Your objective -> Copy the items below line for line, beginning with their first line and ending after the line that contains "[348,171,357,180]", with both of those lines included.

## Begin Records supplied

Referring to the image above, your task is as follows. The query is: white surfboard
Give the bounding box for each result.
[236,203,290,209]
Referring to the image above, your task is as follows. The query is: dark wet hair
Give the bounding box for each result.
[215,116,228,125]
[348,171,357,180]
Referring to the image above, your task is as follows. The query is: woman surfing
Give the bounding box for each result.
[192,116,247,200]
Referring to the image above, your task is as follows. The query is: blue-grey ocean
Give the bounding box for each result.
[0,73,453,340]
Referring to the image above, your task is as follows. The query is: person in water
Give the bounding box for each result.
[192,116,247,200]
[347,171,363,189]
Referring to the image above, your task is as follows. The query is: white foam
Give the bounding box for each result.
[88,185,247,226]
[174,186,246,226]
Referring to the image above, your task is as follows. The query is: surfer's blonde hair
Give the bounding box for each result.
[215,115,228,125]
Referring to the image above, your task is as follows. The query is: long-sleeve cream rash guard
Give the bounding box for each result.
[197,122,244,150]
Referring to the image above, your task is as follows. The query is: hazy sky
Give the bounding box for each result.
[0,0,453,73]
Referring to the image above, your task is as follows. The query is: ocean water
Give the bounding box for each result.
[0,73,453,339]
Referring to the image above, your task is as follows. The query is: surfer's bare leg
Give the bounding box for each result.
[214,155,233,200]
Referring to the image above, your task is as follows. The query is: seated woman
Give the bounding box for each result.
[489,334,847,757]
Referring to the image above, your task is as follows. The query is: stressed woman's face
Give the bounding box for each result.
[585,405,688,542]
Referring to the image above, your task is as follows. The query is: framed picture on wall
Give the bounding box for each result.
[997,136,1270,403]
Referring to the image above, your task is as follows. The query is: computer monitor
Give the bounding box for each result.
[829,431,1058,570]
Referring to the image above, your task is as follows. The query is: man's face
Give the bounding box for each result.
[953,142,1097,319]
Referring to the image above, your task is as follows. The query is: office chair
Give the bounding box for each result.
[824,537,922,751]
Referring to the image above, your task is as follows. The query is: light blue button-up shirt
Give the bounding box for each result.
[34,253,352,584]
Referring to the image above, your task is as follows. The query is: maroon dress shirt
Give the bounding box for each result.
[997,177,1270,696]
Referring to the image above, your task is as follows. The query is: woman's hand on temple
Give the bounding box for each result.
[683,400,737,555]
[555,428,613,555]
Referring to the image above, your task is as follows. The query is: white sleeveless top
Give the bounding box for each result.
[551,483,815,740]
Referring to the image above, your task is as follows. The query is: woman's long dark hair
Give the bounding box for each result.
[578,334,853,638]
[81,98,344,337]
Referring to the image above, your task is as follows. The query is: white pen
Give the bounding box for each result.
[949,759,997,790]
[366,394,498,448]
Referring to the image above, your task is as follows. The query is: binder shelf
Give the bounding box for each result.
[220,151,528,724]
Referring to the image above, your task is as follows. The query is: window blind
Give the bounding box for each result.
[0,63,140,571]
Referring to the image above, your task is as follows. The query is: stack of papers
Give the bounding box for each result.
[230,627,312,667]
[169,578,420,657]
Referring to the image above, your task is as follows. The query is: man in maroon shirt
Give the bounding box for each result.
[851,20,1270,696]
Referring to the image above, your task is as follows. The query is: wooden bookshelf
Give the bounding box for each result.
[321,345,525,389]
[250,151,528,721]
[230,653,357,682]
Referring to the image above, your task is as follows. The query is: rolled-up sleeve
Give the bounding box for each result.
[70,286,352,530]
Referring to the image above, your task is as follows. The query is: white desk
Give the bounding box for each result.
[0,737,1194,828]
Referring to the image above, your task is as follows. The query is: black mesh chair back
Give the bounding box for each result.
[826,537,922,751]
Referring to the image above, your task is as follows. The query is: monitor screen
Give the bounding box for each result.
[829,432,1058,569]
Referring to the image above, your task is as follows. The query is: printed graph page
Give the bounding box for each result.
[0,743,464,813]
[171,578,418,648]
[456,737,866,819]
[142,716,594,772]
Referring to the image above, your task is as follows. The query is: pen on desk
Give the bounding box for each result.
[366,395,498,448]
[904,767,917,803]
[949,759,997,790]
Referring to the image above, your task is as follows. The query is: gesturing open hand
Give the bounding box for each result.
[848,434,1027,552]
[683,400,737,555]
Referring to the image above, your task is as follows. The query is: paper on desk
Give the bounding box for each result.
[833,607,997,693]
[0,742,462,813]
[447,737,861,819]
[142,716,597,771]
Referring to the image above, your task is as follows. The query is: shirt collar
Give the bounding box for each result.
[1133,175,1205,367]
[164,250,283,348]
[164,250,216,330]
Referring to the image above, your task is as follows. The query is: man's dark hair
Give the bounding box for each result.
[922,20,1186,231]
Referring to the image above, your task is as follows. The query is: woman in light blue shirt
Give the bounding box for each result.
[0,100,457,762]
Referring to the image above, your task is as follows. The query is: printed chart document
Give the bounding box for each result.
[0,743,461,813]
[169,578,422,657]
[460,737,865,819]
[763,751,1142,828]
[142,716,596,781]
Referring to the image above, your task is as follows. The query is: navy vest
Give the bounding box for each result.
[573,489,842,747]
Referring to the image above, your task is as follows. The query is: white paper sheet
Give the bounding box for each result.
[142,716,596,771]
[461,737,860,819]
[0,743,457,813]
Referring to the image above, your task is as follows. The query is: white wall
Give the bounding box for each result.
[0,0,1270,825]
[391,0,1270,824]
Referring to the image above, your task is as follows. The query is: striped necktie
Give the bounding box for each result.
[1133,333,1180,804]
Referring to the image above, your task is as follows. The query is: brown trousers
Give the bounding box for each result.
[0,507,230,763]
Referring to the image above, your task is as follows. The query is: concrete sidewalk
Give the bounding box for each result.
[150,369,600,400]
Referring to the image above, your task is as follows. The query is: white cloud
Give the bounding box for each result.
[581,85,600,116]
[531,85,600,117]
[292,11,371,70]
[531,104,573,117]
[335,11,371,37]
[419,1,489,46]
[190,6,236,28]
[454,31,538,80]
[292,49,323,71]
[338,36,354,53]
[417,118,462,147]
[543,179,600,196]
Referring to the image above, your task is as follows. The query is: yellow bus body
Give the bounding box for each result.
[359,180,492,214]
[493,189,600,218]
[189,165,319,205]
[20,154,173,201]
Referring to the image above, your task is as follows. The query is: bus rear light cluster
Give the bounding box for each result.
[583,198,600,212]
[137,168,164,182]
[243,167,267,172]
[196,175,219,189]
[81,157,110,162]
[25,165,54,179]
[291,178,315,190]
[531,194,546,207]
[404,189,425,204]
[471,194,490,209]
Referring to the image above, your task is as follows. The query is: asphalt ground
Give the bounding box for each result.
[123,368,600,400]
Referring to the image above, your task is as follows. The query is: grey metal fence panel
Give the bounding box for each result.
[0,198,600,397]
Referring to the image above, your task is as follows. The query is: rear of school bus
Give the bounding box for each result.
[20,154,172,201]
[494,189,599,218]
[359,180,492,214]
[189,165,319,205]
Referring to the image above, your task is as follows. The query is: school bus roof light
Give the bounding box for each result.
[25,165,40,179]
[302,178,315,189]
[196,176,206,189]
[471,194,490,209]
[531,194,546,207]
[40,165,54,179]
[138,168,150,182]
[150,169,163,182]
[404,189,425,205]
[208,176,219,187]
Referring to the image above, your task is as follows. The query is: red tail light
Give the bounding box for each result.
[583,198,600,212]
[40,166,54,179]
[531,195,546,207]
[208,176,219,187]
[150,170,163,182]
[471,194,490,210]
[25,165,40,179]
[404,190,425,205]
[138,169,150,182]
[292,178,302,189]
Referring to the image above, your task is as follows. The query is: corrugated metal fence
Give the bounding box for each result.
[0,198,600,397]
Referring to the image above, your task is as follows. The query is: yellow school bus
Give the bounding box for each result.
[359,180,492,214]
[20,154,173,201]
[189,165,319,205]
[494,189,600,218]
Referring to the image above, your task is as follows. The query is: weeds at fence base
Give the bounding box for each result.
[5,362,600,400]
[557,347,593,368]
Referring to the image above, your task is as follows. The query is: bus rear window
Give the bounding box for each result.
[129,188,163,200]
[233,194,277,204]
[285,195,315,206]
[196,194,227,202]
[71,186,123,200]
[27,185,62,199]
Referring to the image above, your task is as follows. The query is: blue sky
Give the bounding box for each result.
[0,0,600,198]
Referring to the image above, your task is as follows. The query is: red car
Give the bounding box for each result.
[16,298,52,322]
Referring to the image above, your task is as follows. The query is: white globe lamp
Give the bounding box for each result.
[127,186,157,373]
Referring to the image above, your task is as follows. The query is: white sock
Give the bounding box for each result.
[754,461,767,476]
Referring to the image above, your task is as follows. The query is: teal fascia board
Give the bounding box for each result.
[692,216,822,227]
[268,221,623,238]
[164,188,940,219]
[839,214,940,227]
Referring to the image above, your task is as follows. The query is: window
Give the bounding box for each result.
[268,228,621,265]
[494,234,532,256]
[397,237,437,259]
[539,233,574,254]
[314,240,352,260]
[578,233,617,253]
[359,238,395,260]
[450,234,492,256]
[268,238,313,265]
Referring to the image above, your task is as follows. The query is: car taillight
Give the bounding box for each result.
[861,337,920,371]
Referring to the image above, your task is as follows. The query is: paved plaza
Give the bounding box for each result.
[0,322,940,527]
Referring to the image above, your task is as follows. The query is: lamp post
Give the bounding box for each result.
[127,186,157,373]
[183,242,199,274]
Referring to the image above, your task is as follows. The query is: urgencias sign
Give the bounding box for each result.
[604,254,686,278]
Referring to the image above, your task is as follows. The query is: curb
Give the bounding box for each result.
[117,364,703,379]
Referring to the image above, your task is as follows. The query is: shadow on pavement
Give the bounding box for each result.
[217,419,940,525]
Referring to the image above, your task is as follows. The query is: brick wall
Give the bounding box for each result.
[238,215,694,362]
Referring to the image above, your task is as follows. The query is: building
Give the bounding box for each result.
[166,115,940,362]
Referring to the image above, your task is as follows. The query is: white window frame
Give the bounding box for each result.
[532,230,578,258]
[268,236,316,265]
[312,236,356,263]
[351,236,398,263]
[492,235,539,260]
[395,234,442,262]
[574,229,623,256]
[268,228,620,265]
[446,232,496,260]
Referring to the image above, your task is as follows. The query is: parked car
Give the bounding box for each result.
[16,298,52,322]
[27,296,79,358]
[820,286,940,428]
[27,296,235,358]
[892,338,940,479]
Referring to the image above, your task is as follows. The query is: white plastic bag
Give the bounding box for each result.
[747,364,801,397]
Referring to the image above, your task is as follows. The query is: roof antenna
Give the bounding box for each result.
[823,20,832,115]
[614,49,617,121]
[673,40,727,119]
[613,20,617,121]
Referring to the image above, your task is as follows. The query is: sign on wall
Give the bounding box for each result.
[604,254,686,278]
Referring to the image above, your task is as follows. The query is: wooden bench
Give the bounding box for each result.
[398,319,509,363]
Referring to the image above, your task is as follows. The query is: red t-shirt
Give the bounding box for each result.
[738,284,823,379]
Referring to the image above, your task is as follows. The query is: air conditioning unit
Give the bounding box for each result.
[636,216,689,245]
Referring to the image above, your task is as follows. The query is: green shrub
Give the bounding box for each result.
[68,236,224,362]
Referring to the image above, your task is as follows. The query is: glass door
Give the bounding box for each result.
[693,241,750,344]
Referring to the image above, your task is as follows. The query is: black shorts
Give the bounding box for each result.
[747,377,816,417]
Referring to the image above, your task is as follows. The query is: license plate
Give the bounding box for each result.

## End Records supplied

Exercise output ->
Referring to the image above, your task is as follows. The query is: white surfboard
Give the bounding box for each result.
[236,203,290,209]
Referring to the image above, your task is as follows. The query is: dark wet hair
Give the bounding box for each result.
[215,116,228,125]
[348,171,357,180]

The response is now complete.